_Exercise:_
Line by line, transcribe the material shown below exactly.

_Dataset excerpts:_
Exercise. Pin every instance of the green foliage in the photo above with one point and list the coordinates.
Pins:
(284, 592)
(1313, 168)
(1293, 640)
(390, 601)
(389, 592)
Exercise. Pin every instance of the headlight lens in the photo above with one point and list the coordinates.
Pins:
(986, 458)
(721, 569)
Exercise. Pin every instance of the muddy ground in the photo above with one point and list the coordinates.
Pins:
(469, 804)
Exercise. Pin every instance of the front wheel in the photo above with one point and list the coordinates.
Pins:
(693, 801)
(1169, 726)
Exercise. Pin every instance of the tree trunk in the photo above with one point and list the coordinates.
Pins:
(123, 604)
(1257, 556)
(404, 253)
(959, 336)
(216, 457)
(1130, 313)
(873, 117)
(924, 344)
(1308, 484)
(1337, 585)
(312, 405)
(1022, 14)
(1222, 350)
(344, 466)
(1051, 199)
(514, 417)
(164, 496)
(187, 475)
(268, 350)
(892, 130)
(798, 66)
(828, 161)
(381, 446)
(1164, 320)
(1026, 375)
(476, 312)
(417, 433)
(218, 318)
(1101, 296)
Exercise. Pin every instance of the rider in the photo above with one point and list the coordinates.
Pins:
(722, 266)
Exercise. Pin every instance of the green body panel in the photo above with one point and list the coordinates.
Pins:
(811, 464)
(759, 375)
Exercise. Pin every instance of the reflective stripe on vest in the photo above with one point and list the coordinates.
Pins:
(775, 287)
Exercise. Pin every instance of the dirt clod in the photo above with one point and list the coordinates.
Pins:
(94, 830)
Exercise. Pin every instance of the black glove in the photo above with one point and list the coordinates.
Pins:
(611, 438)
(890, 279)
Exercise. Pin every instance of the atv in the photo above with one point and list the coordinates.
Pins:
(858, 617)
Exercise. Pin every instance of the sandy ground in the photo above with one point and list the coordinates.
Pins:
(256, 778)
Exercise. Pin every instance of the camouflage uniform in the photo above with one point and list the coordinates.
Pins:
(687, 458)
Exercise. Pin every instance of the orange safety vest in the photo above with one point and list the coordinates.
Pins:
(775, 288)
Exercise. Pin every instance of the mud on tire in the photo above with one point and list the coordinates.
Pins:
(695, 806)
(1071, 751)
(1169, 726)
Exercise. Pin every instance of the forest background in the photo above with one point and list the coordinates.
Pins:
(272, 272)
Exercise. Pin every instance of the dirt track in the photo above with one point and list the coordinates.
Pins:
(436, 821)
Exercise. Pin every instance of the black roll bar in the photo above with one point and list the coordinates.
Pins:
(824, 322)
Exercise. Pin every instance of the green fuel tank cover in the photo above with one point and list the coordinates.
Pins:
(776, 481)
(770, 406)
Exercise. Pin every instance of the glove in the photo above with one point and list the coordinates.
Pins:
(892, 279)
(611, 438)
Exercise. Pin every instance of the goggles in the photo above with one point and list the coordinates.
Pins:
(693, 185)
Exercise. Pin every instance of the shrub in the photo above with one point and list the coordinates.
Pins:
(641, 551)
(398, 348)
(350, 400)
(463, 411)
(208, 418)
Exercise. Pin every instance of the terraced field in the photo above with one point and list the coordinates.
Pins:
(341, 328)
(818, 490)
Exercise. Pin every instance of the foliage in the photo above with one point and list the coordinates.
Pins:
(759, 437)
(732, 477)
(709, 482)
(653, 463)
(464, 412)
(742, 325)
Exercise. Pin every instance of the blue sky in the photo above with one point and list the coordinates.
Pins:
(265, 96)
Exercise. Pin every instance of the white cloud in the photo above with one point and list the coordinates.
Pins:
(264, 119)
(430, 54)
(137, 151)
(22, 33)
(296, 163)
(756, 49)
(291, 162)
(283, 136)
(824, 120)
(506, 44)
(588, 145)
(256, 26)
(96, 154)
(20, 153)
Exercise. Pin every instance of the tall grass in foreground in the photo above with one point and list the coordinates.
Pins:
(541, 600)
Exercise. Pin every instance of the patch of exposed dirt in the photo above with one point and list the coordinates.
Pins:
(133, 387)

_Answer below:_
Exercise. Pin every instance of the green foliage in the photo above with one point and list the coordinates.
Pins:
(284, 592)
(1313, 168)
(1293, 640)
(390, 601)
(389, 592)
Exercise. Pin every instance of the headlight lens in the photo above with one point and list the coordinates.
Pins:
(986, 458)
(721, 569)
Exercise. Pin every instance of the muddy ground in the photo above with one point and list the coordinates.
Pins:
(469, 804)
Exercise. Pin every instance of the front wheel in the photo above with one point and list the coordinates.
Pins:
(693, 801)
(1169, 726)
Exercise. Pin every instance of the tree trunk in the photo above with one point and list the coordinates.
Pins:
(123, 604)
(1257, 556)
(404, 253)
(959, 336)
(216, 457)
(1130, 313)
(873, 117)
(924, 344)
(1308, 484)
(1337, 585)
(312, 405)
(1022, 14)
(1222, 350)
(344, 466)
(1051, 199)
(514, 417)
(164, 496)
(187, 475)
(268, 350)
(892, 130)
(798, 66)
(828, 161)
(381, 446)
(1164, 320)
(1026, 375)
(476, 312)
(417, 433)
(218, 318)
(1101, 296)
Exercise. Pin every instance of the rider in the photo above with one point and list the coordinates.
Pins:
(722, 266)
Exercise. Pin every instance of the green body panel in the photo above with one point and list the coordinates.
Pins:
(811, 464)
(759, 375)
Exercise. Pin every instance of the reflective stripe on vest in the photo above with one point and list the coordinates.
Pins:
(775, 287)
Exercise. Pin every instance of the dirt clod in the photo above with one point and list the coordinates.
Pins:
(94, 830)
Exercise. Pin every instance of the black glove in the photo above with one point and list the coordinates.
Pins:
(611, 438)
(890, 279)
Exercise. Pin every instance of the atv in the photo above with one point and list the coordinates.
Pins:
(858, 617)
Exercise. Pin every instance of the sandy ground in the photo above with one point and list the coordinates.
Pins:
(256, 778)
Exercise. Pin every instance of the camouflage uniform in the photo above with one point and list the coordinates.
Pins:
(687, 458)
Exercise. Pin every instance of the orange safety vest in the photo above with one point and list the coordinates.
Pins:
(775, 288)
Exercise. Pin every instance of the mud on tire in the photo above with one point and list the coordinates.
Pins:
(695, 806)
(1071, 751)
(1169, 726)
Exercise. Pin every instance of the forest background in the photo above with one point and list the coordinates.
Pins:
(272, 272)
Exercise. Pin every instance of the dirt track in the photo above with one point and list the coordinates.
Pins:
(436, 821)
Exercise. Pin every instance of the black roll bar in the photo above with one point and list the coordinates.
Pins:
(824, 322)
Exercise. Pin every instance of the green fuel tank cover in the photo above with one point and list the coordinates.
Pins:
(776, 481)
(770, 406)
Exercise. Pin every instance of the glove in the photo above with one point and list the coordinates.
Pins:
(892, 279)
(611, 438)
Exercise. Pin every instance of the goggles in the photo above with one point and list the coordinates.
Pins:
(693, 185)
Exercise. Pin every instance of the shrub in the photo above with one point and list the coordinates.
Pins:
(641, 551)
(398, 348)
(350, 400)
(463, 411)
(208, 418)
Exercise. Pin every instance of the terraced field in the photo above with one point and list the coordinates.
Pins:
(341, 328)
(818, 490)
Exercise. Pin every instance of the foliage in the photo above with one point and list the coordinates.
Pins:
(759, 437)
(732, 477)
(709, 482)
(653, 463)
(464, 412)
(742, 325)
Exercise. Pin every instance of the blue sky in the photo above with one point and list the coordinates.
Pins:
(265, 96)
Exercise. Pin every instance of the white cloud in the photo above with one point and list the coordinates.
Pins:
(264, 119)
(430, 54)
(137, 151)
(22, 33)
(296, 163)
(756, 49)
(291, 162)
(283, 136)
(824, 120)
(506, 44)
(588, 145)
(256, 26)
(96, 154)
(20, 153)
Exercise. Pin every instance of the tall grass in foreground in the photo above with one point and list the coordinates.
Pins:
(541, 600)
Exercise. Pin every instance of the patch of exposed dirt in the photo above with one point and list the coordinates.
Pins:
(133, 387)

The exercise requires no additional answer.